*** Data for analysis Section Begins ***

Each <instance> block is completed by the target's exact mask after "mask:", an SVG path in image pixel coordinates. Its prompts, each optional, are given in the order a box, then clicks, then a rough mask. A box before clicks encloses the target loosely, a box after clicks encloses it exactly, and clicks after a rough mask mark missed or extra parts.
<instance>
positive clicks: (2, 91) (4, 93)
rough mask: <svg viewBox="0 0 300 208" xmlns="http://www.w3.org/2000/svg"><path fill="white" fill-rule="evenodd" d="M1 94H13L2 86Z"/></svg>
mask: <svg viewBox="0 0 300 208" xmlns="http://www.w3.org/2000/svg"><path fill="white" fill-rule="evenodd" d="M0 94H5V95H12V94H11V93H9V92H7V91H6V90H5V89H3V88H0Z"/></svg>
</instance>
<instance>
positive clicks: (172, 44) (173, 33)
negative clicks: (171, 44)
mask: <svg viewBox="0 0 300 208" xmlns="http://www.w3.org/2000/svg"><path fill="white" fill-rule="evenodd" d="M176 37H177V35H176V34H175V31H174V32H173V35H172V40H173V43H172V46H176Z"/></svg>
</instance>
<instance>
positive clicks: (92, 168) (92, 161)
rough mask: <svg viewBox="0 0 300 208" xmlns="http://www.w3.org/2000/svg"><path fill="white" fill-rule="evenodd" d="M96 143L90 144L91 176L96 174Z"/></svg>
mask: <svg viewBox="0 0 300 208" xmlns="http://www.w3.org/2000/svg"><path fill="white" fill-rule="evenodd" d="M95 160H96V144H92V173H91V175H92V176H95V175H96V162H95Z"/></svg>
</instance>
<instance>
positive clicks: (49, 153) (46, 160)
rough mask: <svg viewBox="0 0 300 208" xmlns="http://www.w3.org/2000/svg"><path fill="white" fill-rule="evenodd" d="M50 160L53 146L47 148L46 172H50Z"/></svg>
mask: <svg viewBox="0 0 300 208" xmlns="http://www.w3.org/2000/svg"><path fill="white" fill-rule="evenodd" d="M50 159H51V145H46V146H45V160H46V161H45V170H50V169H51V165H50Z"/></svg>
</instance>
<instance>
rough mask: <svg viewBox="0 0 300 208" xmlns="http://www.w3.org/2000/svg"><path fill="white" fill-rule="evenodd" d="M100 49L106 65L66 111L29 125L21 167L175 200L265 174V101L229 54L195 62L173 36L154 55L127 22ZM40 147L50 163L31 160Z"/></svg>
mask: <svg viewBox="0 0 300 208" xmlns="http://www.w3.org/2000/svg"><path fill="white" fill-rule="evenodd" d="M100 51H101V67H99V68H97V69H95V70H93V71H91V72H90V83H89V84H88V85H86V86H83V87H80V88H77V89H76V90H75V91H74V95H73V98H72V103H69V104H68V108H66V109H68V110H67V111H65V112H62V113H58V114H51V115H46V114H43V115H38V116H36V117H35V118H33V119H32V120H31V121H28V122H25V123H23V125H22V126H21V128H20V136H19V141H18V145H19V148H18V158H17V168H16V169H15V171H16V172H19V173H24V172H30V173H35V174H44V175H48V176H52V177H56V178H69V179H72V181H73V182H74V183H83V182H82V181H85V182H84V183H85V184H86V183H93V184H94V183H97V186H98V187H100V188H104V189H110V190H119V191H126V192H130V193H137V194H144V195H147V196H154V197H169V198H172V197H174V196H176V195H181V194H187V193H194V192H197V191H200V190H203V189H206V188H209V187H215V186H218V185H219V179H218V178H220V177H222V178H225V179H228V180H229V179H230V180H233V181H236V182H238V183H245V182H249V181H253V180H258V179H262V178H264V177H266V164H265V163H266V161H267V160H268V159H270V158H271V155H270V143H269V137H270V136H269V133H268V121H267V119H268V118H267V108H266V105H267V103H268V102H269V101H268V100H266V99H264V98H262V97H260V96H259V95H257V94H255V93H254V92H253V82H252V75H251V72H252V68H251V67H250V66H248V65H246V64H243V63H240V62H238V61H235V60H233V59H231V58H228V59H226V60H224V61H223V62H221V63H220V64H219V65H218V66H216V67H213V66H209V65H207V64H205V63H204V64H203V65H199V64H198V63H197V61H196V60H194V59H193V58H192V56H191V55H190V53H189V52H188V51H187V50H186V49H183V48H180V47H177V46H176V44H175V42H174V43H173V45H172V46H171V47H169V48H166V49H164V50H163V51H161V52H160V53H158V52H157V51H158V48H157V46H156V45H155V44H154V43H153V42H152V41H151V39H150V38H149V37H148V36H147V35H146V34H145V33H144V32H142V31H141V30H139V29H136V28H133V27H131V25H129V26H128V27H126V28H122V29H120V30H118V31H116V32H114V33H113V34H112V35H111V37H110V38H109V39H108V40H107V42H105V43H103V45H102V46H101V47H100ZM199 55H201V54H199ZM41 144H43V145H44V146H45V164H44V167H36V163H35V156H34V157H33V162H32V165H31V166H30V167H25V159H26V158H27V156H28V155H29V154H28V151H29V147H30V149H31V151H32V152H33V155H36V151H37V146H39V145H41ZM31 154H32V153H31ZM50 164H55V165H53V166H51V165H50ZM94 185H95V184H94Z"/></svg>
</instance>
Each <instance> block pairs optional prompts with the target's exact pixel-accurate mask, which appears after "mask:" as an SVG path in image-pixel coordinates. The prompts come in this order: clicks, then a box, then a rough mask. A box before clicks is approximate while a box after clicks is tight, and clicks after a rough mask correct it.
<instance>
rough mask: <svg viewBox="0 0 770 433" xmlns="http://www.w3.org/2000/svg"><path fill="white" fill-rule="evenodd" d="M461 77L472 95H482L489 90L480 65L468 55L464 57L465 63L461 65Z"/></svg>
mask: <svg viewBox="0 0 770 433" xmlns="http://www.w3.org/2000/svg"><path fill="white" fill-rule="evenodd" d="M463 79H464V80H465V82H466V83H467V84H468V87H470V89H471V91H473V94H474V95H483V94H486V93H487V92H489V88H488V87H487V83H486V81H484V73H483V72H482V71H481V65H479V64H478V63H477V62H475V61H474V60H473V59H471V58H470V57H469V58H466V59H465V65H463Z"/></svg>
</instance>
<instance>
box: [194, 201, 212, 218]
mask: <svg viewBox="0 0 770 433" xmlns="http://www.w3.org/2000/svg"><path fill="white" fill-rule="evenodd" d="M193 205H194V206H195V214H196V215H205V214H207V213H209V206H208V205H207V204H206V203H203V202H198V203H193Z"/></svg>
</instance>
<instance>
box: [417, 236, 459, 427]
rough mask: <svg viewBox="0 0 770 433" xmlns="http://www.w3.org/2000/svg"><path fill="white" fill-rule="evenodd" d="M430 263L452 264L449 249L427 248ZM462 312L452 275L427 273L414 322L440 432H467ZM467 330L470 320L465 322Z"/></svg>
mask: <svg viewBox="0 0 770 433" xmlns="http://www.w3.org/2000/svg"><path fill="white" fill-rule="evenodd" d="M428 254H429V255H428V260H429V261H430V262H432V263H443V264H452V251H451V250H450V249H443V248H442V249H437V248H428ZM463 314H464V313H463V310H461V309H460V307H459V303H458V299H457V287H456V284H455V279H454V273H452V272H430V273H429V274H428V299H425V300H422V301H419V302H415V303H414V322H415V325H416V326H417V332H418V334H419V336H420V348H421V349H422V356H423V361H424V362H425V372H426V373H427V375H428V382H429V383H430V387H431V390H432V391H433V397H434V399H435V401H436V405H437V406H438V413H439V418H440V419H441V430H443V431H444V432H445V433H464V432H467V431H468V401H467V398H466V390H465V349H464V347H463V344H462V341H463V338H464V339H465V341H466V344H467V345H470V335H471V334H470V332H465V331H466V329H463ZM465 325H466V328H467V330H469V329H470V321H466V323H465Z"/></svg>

*** Data for analysis Section Ends ***

◆ Requirement ◆
Lines of the data above that include the string "positive" must each be copied.

◆ Your response ◆
positive clicks: (2, 91) (4, 93)
positive clicks: (172, 44) (173, 33)
positive clicks: (92, 168) (92, 161)
positive clicks: (49, 153) (46, 160)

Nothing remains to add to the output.